:: TEXT PROVIDED ::

I have worked as a youth minister, and in various capacities in congregational ministry. Others have mentioned that this is ministry, and you're called to it by God and by your sense of how you can serve God and God's people. That is true.

People in ministry are also called by the people in the congregations they serve. It would be helpful for you to ask your pastor or someone else you respect in your congregation to help you figure out whether your call is genuine.

You know, in the Blues Brothers movie, how Dan Akroyd's character was always saying "We're on a mission from God!" When you hear these words in your heart, or when you hear someone else say them, it's helpful to ask "how do you know?" That's what I mean by figuring out whether your call is genuine. Various churches have a service of installation for ministers and church staff. You may want to read through the promises you'll make, and the promises your congregation will make, if you take up this work. Can you make those promises without reservation?


Now you've got the job. What do you do next? Pray continually for one very important thing.

Your supervisor is probably an ordained minister. Keep your supervisor informed. Ask for advice whenever you need it. "What's up with Joey and Charlie? They always sit in the back goofing around. How can I engage them?"

This may be your first job, so you may need to learn to work. Make it a point to show up on time and pay attention. Keep in mind that not every ordained minister is a tremendously talented organizer or supervisor: you may get vague or conflicting instructions. Ask for clarification. Ask for priorities. You might even ask your supervisor, "please help me learn to work effectively."

Prepare. Always have a schedule for an event. If your event involves scripture or other textual content, study it ahead of time. Consider asking for help putting the words in context.

It's like herding butterflies. A big part of the job is organizing and communicating events. You'll need to talk to the young people in your congregation all the time, AND THEIR PARENTS AND FAMILIES. You need to tell them about the Bible study or laser-tag evening or whatever, and then remind them to show up on time. It's surprisingly hard -- and frustrating, honestly -- to get people to show up. You'll feel, a lot, like the flight attendant right before arrival. "We know you have lots of choices about how to spend Friday evening, and we thank you for spending it with us."

:::

PROBLEMS TO WORK ON>
(a) Rewrite the paragraph of the youth ministry advice beginning "This may be your first job" as a short bulleted list that keeps its main points.
(b) Continue the youth ministry advice from its final sentence onward.
The rows play no part in this exercise.

:: EXTRACTED ENTRIES ::

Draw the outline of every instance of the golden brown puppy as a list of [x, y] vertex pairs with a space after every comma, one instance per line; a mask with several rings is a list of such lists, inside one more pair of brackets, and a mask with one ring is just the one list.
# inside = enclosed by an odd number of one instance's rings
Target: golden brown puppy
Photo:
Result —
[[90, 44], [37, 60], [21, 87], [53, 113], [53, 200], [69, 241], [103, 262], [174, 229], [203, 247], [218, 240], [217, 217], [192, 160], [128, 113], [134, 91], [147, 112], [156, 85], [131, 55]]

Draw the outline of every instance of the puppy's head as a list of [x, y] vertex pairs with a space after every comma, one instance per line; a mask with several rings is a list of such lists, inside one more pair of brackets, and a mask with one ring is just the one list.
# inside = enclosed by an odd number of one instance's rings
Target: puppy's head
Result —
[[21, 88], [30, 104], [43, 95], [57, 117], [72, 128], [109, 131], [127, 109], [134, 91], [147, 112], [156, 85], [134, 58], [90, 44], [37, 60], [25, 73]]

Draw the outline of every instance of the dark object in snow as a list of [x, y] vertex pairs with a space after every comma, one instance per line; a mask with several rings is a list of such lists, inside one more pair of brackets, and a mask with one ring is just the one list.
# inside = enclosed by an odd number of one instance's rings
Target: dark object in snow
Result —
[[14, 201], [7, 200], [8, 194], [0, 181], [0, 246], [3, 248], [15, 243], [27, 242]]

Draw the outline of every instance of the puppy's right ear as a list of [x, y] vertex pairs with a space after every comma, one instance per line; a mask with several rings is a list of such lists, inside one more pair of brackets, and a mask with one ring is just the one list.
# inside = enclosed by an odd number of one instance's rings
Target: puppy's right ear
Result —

:::

TASK ANSWERS>
(a)
- This may be your first job, so you may need to learn to work: show up on time and pay attention.
- Not every ordained minister is a talented organizer or supervisor, so instructions may be vague or conflicting.
- Ask for clarification and for priorities.
- Consider asking your supervisor to help you learn to work effectively.

(b)
Get to know the parents and families, as well as the kids. If you have evening events, invite the parents to participate in the closing worship/prayer circle at pickup time.

Try to have at least one person-to-person conversation with each person in your ministry. Ask them "what's your story" and open-ended questions. Get to know their joys and burdens.

If your group starts with 13-year-olds, get to know the 10-12 year olds and their parents and church school teachers.

Get to know the person who keeps the lists of church members: maybe the office manager. Work closely and cooperatively with this person; you'll occasionally need a favor, and the best way to get favors is to be respected.The office manager probably knows a lot of families' situations too, so you can ask for butterfly-herding suggestions.

Your group may ask you to pray publicly with them. Fine. But keep in mind that your job is to teach them to pray for one another and the world. You're the coach, not the quarterback (to use an American football metaphor).

At least in the US, teenagers don't have many opportunities to learn to speak with confidence in public. If your program permits, encourage your young people to get involved in public reading of scripture and other things to help them claim the authority of the Gospel for themselves. Coach them on clarity and presence ("speak slowly, don't mumble, stand up straight, speak from your heart.")

Don't take anything personally. Don't panic if there are challenging situations. Easy to say, hard to do. Just remember that your group will soak up your mood.

Keep your hands to yourself. A lot of people claim that "goes without saying." Sorry, it doesn't go without saying. Part of your ministry is to love these people. Beware drifting from agape to eros. (Look those words up; psychologists call it "countertransference" and it's dangerous.)

Pray continually. Give thanks in ALL circumstances.

And have fun. Youth ministry is a great way to serve God and God's people.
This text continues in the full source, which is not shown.